Questa è la grazia che abbiamo ricevuto. Viviamo perciò in modo degno di essa, per non fare oltraggio a un dono sì grande. Ci è venuto incontro un medico tanto buono e valente da liberarci da tutti i nostri mali. Se vogliamo di nuovo ricadere nella malattia, non solo recheremo danno a noi stessi, ma ci dimostreremo anche ingrati verso il nostro medico.

Seguiamo perciò le vie che egli ci ha mostrato, specialmente la via dell’umiltà, quella per la quale si è incamminato lui stesso: Infatti ci ha tracciato la via dell’umiltà con il suo insegnamento e l’ha percorsa fino in fondo soffrendo per noi. Perché dunque colui che era immortale potesse morire per noi, «il Verbo si fece carne e venne ad abitare in mezzo a noi» (Gv 1, 14). L’immortale assunse la mortalità, per poter morire per noi e distruggere in tal modo con la sua morte la nostra morte.

Questo ha compiuto il Signore, in questo ci ha preceduto. Lui che è grande si è umiliato, umiliato fu ucciso, ucciso risuscitò e fu esaltato per non lasciare noi nell’inferno, ma per esaltare in sé, nella risurrezione dai morti, coloro che in questa terra aveva esaltati soltanto nella fede e nella confessione dei giusti. Dunque ci ha chiesto di seguire la via dell’umiltà: se lo faremo daremo gloria al Signore e a ragione potremo cantare: «Noi ti rendiamo grazie, o Dio, ti rendiamo grazie, invocando il tuo nome» (Sal 74, 2).

[Dati tratti da un dataset]
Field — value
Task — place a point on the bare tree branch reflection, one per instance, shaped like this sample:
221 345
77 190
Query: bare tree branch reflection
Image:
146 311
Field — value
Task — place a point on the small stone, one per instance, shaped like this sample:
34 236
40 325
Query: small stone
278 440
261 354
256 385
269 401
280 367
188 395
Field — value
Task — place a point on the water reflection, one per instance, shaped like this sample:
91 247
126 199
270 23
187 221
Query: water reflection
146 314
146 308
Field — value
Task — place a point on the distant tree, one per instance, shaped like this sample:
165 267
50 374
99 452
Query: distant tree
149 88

• _Elenco dei compiti_
#1 Rispondi a queste domande sul brano sulla via dell'umiltà.
(a) Secondo il brano, che cosa succederebbe se ricadessimo nella malattia?
(b) In quali due modi il Signore ci ha tracciato la via dell'umiltà?
(c) Quali parole, secondo il brano, potremo cantare se seguiremo la via dell'umiltà?
#2 Prosegui il brano sulla via dell'umiltà dopo la citazione del salmo con cui termina.

• _Risposte ai compiti_
#1
(a) Non solo recheremmo danno a noi stessi, ma ci dimostreremmo anche ingrati verso il nostro medico.
(b) Con il suo insegnamento e percorrendola fino in fondo soffrendo per noi.
(c) «Noi ti rendiamo grazie, o Dio, ti rendiamo grazie, invocando il tuo nome» (Sal 74, 2).

#2
[Dai «Discorsi» di sant’Agostino, vescovo (Disc. 23 A, 1-4; CCL 41, 321-323)]
  1. La vera umiltà

In verità, fratelli, non ci può essere in noi vera umiltà se non è alimentata da un timore salutare, né obbedienza se non è resa soave dallo spirito di pietà, né giustizia se non è sorretta dalla scienza dello Spirito, né pazienza se non è sostenuta dallo spirito di fortezza, né misericordia se non è illuminata dal consiglio, né purezza di cuore se non è custodita dall’intelligenza delle cose celesti, né carità se non è vivificata dalla sapienza che è il gusto delle cose di Dio.

Tutto questo si trova nella sua pienezza solo in Cristo, nel quale è tutto il bene e non in parte. Egli manifestò l’umiltà nella sua nascita perché «spogliò se stesso, assumendo la condizione di servo e divenendo simile agli uomini apparve in forma umana» (Fil 2,7).

Nella sottomissione ai genitori mostrò l’obbedienza quando, abbandonando ciò che gli stava a cuore, «tornò a Nazareth e stava loro sottomesso» (Lc 2,51). Nella sua dottrina poi non trascurò la giustizia dicendo: «Rendete a Cesare ciò che è di Cesare, e a Dio ciò che è di Dio» (Lc 20,25).

Nella passione soprattutto, mostrò in modo eminente la pazienza, offrendo il dorso ai flagelli, il volto agli sputi, il capo alle spine, la mano alla canna; e in tutte queste cose, come disse il profeta: «non griderà né alzerà il tono, non farà udire in piazza la sua voce» (Is 42,2), perché «era come agnello condotto al macello, come pecora muta di fronte ai suoi tosatori, e non aprì la sua bocca» (Is 53,7).

I ciechi poi cui rese la vista, i lebbrosi che risanò, i morti da lui risuscitati, e particolarmente l’adultera da lui perdonata, la meretrice pentita che egli accolse, il paralitico a cui rimise i peccati: tutti questi sperimentarono la sua misericordia.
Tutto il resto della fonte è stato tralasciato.